[Collected data]
###

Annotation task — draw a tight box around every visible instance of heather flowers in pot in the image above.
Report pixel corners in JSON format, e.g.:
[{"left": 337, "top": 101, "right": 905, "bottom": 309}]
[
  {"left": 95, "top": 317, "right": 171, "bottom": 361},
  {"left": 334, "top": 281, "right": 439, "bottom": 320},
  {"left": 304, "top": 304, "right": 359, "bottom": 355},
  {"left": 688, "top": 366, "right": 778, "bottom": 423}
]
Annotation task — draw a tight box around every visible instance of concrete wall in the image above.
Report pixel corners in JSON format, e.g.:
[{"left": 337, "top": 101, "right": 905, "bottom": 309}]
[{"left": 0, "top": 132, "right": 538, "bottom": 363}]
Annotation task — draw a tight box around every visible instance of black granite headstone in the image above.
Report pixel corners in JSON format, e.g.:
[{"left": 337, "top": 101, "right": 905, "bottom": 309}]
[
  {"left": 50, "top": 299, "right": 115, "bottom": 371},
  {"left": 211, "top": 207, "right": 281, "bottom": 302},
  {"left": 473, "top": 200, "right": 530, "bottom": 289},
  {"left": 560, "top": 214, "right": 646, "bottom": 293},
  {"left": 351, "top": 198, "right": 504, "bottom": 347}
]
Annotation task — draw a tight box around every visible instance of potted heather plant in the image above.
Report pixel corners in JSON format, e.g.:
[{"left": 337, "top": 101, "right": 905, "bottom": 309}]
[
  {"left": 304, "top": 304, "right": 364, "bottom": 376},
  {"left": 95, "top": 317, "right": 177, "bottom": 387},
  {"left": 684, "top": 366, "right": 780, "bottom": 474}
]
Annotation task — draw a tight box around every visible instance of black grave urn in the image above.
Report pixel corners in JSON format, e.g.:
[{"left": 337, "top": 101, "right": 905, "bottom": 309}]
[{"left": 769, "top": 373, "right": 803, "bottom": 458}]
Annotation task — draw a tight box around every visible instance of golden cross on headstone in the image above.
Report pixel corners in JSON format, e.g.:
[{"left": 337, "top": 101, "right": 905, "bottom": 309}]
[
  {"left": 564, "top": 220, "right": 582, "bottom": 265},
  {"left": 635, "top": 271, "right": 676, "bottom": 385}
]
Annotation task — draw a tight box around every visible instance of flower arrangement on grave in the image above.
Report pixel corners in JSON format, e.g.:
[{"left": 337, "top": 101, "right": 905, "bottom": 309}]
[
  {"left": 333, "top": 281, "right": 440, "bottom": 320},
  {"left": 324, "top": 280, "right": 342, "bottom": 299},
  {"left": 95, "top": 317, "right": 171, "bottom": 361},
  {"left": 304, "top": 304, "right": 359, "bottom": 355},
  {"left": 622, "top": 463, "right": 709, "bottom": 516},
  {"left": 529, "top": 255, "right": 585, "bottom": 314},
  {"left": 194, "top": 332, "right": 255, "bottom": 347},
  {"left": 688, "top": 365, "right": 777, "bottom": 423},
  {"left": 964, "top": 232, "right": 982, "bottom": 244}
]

###

§ What to do
The lines to copy run from the one containing "grave in the image above." through the last line above. Copy them exactly and include nothing else.

§ Response area
Annotation task — draw a tight box around every visible instance of flower arrangement on grave in the image above.
Report pixel corners in JSON format, e.g.:
[{"left": 337, "top": 101, "right": 905, "bottom": 309}]
[
  {"left": 333, "top": 281, "right": 440, "bottom": 320},
  {"left": 324, "top": 280, "right": 342, "bottom": 299},
  {"left": 95, "top": 317, "right": 171, "bottom": 361},
  {"left": 304, "top": 304, "right": 359, "bottom": 355},
  {"left": 622, "top": 463, "right": 709, "bottom": 516},
  {"left": 529, "top": 255, "right": 585, "bottom": 314},
  {"left": 194, "top": 332, "right": 255, "bottom": 347},
  {"left": 688, "top": 365, "right": 777, "bottom": 423},
  {"left": 964, "top": 232, "right": 982, "bottom": 244}
]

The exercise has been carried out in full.